**Problems**
1. Translate this sentence from the Jerry Hardin biography into Spanish: "His father was a rancher, and Jerry spent his youth actively involved with his local church and performing in school plays."
2. Pick up the Jerry Hardin biography after its final sentence and write the next paragraph in the same style.

[START Selected extract]

- Born: November 20, 1929 (age 96) Dallas, Texas, United States
- Education: Southwestern University Royal Academy of Dramatic Art
- Years active: 1958–2014
- Spouse: Diane Hardin ​(m. 1959)​
- Children: 2, including Melora
- Relatives: Gildart Jackson (son-in-law)

= Jerry Hardin =

American actor

Jerry Hardin (born November 20, 1929) is an American actor. Hardin has appeared in film and television roles, including the character nicknamed Deep Throat in The X-Files. He has guest starred in Star Trek: The Next Generation and Star Trek: Voyager.
He amassed over 100 appearances in film and television and over 75 theatrical credits. They include The Rockford Files, Roots: The Gift, The Golden Girls, Sliders, Cujo (1983), Big Trouble in Little China (1986), Wanted: Dead or Alive (1987), Little Nikita (1988), The Firm (1993).

==Early life and education==
Hardin was born in Dallas, Texas on November 20, 1929. His father was a rancher, and Jerry spent his youth actively involved with his local church and performing in school plays. He attended Southwestern University in Georgetown, Texas, on a scholarship before going on to study at London's Royal Academy of Dramatic Art, graduating with an Acting (RADA Diploma) in 1953. He spent several years in London before returning to the United States to begin acting in New York, performing in regional theatre for twelve years.

[END Selected extract]
[START Extracted data]

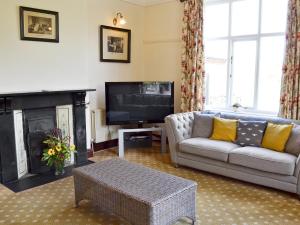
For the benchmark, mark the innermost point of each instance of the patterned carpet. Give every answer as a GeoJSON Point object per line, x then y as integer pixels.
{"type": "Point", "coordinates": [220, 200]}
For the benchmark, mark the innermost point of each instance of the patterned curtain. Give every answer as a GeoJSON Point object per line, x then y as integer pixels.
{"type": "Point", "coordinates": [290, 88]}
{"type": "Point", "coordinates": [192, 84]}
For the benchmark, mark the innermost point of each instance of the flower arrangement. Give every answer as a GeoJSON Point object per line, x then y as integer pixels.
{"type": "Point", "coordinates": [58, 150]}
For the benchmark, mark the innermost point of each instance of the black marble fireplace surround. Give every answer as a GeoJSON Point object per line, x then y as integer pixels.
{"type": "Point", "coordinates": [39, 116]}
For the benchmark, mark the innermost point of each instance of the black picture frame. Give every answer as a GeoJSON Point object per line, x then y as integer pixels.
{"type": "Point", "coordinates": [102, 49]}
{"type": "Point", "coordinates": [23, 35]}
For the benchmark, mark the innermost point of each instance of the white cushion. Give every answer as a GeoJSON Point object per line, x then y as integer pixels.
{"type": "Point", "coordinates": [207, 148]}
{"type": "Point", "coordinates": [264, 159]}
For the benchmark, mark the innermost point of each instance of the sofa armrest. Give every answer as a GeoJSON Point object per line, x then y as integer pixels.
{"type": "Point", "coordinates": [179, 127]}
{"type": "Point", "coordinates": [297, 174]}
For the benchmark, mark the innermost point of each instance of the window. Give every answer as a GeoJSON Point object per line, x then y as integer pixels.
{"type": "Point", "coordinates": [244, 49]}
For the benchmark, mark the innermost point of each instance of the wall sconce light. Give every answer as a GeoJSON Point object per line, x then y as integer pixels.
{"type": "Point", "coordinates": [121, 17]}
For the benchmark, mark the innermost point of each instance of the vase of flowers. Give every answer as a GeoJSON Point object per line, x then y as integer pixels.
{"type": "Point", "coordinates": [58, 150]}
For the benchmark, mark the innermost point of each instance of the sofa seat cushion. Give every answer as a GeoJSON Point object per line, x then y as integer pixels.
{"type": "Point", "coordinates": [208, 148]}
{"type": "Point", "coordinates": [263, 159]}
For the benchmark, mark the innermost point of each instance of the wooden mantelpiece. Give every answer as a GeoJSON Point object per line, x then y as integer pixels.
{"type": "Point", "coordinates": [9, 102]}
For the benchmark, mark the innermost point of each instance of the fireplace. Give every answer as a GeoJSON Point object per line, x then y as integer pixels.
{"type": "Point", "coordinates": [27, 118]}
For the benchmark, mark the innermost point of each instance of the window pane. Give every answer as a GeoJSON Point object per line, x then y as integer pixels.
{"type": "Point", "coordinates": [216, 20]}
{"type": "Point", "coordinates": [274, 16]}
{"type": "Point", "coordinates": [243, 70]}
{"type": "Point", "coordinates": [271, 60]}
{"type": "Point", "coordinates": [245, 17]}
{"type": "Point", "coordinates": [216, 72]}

[END Extracted data]
[START Extracted data]

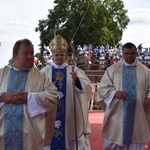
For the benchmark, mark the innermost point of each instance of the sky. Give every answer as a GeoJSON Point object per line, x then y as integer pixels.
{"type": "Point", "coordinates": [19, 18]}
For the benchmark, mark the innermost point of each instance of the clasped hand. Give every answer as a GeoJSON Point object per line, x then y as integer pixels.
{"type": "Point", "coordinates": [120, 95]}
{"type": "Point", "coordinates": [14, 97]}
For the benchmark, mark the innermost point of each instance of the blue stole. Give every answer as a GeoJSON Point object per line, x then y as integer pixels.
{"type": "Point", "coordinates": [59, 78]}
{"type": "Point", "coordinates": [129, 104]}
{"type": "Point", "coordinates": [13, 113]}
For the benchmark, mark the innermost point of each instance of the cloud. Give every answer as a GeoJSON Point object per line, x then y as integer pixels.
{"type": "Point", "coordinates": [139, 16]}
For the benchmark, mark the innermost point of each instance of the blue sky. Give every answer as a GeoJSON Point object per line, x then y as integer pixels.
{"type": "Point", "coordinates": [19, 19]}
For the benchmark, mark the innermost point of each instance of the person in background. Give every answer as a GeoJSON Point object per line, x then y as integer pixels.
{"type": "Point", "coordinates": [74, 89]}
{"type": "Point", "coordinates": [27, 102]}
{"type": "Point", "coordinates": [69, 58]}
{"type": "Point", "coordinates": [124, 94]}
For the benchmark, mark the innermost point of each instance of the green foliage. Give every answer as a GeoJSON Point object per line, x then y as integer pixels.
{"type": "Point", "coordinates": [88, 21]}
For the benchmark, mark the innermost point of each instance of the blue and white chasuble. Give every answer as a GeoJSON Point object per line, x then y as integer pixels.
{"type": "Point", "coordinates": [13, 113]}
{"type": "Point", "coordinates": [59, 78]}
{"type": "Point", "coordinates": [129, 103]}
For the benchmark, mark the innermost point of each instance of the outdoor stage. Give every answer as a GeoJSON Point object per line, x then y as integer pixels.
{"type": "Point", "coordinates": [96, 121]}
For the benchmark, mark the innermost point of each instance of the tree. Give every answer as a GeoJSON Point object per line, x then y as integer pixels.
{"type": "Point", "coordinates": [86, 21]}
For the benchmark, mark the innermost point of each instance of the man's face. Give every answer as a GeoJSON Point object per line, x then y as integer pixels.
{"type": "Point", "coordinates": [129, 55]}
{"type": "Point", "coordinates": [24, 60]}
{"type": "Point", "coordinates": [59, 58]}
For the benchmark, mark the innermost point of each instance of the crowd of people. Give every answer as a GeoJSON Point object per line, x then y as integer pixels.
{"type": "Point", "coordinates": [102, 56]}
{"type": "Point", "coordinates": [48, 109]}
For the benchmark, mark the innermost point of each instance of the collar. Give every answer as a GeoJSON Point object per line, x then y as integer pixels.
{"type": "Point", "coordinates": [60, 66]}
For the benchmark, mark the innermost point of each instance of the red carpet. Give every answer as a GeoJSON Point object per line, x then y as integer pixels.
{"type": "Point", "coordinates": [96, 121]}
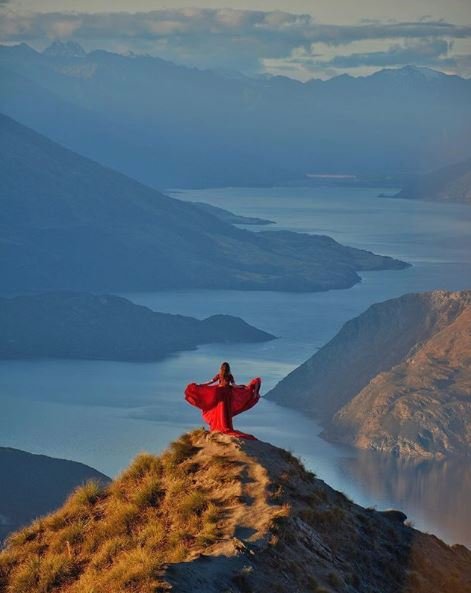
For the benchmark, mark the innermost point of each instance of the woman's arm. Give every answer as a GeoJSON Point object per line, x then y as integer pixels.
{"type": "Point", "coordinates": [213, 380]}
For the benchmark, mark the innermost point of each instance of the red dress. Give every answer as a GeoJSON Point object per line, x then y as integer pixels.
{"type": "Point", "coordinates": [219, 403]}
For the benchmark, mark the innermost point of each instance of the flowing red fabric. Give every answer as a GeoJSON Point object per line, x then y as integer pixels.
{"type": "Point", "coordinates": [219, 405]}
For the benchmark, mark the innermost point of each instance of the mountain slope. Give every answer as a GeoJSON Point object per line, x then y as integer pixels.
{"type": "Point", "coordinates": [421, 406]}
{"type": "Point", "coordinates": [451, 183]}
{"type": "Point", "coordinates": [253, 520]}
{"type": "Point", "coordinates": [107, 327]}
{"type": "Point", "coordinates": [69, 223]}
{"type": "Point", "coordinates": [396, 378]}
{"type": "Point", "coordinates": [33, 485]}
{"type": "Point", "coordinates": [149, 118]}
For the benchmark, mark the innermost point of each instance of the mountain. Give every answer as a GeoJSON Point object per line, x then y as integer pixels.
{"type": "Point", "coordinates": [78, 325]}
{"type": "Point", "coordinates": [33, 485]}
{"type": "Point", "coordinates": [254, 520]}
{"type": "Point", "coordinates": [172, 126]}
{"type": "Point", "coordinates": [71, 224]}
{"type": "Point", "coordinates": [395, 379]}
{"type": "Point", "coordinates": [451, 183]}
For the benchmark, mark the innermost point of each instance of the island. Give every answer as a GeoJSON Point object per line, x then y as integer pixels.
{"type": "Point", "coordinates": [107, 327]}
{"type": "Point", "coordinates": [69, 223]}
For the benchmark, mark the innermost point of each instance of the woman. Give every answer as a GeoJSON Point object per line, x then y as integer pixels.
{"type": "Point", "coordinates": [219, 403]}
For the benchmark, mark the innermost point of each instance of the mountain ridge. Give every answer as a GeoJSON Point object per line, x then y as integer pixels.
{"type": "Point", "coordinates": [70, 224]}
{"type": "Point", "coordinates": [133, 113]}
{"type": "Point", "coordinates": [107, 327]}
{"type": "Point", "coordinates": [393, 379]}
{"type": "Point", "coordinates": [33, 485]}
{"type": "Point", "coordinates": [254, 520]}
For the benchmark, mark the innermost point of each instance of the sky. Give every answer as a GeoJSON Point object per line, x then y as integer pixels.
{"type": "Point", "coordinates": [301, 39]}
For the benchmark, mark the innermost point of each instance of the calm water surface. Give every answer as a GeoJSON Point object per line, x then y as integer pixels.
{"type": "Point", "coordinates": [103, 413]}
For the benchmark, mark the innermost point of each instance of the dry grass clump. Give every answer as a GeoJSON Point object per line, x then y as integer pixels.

[END Extracted data]
[START Extracted data]

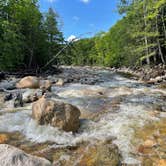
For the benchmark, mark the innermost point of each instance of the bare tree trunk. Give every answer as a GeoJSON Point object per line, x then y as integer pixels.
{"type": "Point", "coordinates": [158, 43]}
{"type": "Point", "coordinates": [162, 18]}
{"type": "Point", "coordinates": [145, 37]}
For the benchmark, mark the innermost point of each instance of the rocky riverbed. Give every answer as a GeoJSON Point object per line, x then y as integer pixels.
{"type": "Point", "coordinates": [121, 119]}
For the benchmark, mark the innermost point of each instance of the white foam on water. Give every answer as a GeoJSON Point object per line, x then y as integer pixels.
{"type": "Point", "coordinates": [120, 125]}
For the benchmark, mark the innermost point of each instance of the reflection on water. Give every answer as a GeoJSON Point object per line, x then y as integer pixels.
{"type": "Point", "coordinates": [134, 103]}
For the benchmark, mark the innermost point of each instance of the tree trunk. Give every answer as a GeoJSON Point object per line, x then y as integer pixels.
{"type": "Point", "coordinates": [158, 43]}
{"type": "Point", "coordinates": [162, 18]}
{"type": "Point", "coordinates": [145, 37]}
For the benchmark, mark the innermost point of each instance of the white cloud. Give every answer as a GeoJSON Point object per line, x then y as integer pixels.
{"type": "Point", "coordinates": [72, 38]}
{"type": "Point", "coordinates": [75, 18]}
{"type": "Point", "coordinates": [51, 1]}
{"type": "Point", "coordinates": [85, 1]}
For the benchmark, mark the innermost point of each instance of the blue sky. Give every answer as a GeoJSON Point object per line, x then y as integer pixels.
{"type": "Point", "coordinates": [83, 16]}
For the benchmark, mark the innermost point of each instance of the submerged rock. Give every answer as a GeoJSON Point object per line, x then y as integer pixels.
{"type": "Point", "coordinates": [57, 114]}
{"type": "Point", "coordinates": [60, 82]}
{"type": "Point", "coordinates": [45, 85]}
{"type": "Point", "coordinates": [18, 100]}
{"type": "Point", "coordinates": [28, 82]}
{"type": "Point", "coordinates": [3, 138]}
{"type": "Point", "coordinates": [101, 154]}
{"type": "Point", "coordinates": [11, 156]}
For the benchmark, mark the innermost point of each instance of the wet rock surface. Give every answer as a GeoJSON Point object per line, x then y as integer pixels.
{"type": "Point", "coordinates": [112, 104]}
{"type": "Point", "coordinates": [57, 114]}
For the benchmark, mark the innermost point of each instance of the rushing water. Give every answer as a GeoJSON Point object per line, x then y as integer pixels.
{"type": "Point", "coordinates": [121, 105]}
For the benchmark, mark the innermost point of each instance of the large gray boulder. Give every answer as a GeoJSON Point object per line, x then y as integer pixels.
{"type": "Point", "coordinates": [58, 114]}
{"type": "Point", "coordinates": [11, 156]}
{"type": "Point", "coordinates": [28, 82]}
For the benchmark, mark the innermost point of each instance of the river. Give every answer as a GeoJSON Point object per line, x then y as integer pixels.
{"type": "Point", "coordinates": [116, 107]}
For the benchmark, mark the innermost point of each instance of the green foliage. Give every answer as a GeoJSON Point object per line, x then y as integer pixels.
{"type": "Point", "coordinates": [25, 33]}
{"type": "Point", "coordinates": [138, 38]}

[END Extracted data]

**Task-by-task outputs**
1. Su padre era ranchero, y Jerry pasó su juventud muy involucrado en la iglesia de su localidad y actuando en obras escolares.

2.
==Career==
Hardin began acting on television in the 1950s, mostly in character roles. He amassed over 100 appearances by the early 1990s, in addition to more than 75 theatrical credits by the early 1960s. His television appearances include roles in the 1976 western series Sara, The Rockford Files, Roots: The Gift, Miami Vice, Family Ties, The Golden Girls, World War III, Star Trek: The Next Generation, Star Trek: Voyager, JAG, Sliders, and Lois & Clark: The New Adventures of Superman. Hardin appeared in such films as Thunder Road (1958), Our Time (1974), Wolf Lake (1978), Chilly Scenes of Winter (1979), 1941 (1979), Reds (1981), Missing (1982), Tempest (1982), Honkytonk Man (1982), Cujo (1983), Mass Appeal (1984), Warning Sign (1985), Big Trouble in Little China (1986), Let's Get Harry (1986), Wanted: Dead or Alive (1987), Little Nikita (1988), The Milagro Beanfield War (1988), Blaze (1989), The Hot Spot (1990), The Firm (1993).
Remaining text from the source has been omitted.